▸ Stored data
----

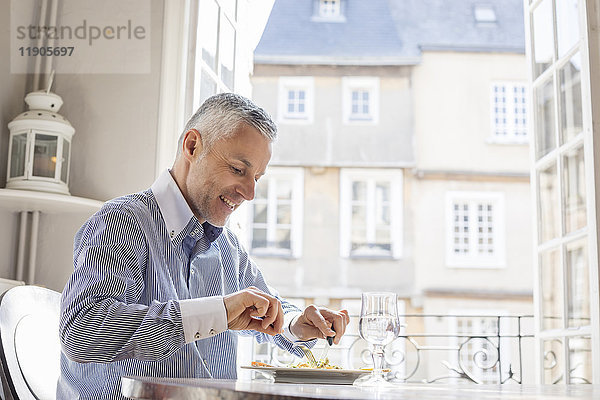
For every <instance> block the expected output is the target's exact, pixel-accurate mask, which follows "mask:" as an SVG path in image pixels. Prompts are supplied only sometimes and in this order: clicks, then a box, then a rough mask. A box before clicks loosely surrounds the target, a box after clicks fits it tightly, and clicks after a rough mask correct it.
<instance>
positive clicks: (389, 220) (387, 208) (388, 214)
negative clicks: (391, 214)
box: [375, 205, 391, 227]
mask: <svg viewBox="0 0 600 400" xmlns="http://www.w3.org/2000/svg"><path fill="white" fill-rule="evenodd" d="M390 211H391V210H390V206H389V205H386V206H381V207H378V208H377V210H375V215H376V217H377V218H376V220H375V224H376V225H377V226H378V227H379V226H389V225H390V223H391V215H390Z"/></svg>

----

Give back the data exactly, with no images.

For every <instance> block the expected output is the target's exact, pixel-accurate mask, which follows "mask:" as an SVG path in image pixels. Prompts are supplied only sometimes and in this order: clicks, then a box, then a rough mask. A box before clicks loosely surrounds the target, a box after clicks fits it tightly, and clicks after a rough mask correct it.
<instance>
positive clicks: (389, 220) (387, 208) (388, 214)
negative clicks: (391, 214)
box: [375, 205, 391, 227]
mask: <svg viewBox="0 0 600 400" xmlns="http://www.w3.org/2000/svg"><path fill="white" fill-rule="evenodd" d="M390 211H391V210H390V206H389V205H386V206H381V207H378V208H377V210H375V215H376V217H377V218H376V220H375V224H376V225H377V226H378V227H379V226H389V225H390V223H391V215H390Z"/></svg>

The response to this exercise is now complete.